=== Begin Enclosure ===

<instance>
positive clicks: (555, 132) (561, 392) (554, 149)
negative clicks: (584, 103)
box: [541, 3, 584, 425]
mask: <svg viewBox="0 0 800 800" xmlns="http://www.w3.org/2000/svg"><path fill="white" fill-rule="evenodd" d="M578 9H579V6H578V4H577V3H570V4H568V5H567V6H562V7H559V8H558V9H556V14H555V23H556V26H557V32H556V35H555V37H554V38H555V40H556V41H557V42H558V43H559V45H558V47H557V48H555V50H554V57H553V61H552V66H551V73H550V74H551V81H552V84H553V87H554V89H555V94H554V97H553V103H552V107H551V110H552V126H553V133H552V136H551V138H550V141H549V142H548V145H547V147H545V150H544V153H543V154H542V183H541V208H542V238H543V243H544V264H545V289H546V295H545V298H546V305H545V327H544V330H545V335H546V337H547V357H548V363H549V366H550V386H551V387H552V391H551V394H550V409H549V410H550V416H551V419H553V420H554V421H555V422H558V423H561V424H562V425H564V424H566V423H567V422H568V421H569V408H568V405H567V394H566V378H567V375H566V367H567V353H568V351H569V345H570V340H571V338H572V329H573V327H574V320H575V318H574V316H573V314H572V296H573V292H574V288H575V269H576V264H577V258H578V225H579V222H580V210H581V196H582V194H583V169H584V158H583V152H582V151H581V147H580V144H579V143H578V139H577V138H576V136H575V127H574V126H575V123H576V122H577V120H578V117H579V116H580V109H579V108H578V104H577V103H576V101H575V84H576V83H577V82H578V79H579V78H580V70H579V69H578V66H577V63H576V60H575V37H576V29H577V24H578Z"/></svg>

=== End Enclosure ===

Required action —
Rewrite the items above with "clicks" swapped for "points" wherever it occurs, keeping everything else unchanged.

Your response —
<instance>
positive points: (555, 132) (561, 392) (554, 149)
negative points: (584, 103)
box: [541, 3, 584, 425]
mask: <svg viewBox="0 0 800 800" xmlns="http://www.w3.org/2000/svg"><path fill="white" fill-rule="evenodd" d="M578 9H579V6H578V4H577V3H570V4H568V5H567V6H562V7H559V8H558V9H556V14H555V23H556V26H557V32H556V35H555V37H554V38H555V40H556V41H557V42H558V43H559V45H558V47H557V48H555V50H554V57H553V61H552V66H551V73H550V74H551V81H552V84H553V87H554V89H555V94H554V97H553V103H552V107H551V110H552V126H553V133H552V136H551V138H550V141H549V142H548V145H547V147H545V150H544V153H543V154H542V183H541V208H542V238H543V243H544V264H545V289H546V295H545V298H546V305H545V327H544V330H545V335H546V337H547V357H548V363H549V366H550V386H551V387H552V391H551V394H550V409H549V410H550V416H551V419H553V420H554V421H555V422H558V423H561V424H562V425H564V424H566V423H567V422H568V421H569V408H568V405H567V394H566V378H567V375H566V367H567V353H568V351H569V345H570V340H571V338H572V329H573V327H574V320H575V318H574V316H573V314H572V296H573V292H574V288H575V269H576V264H577V258H578V225H579V222H580V210H581V196H582V194H583V169H584V158H583V152H582V151H581V147H580V144H579V143H578V139H577V138H576V136H575V127H574V126H575V123H576V122H577V120H578V117H579V116H580V109H579V108H578V104H577V103H576V101H575V84H576V83H577V82H578V79H579V78H580V70H579V69H578V66H577V63H576V60H575V37H576V29H577V24H578Z"/></svg>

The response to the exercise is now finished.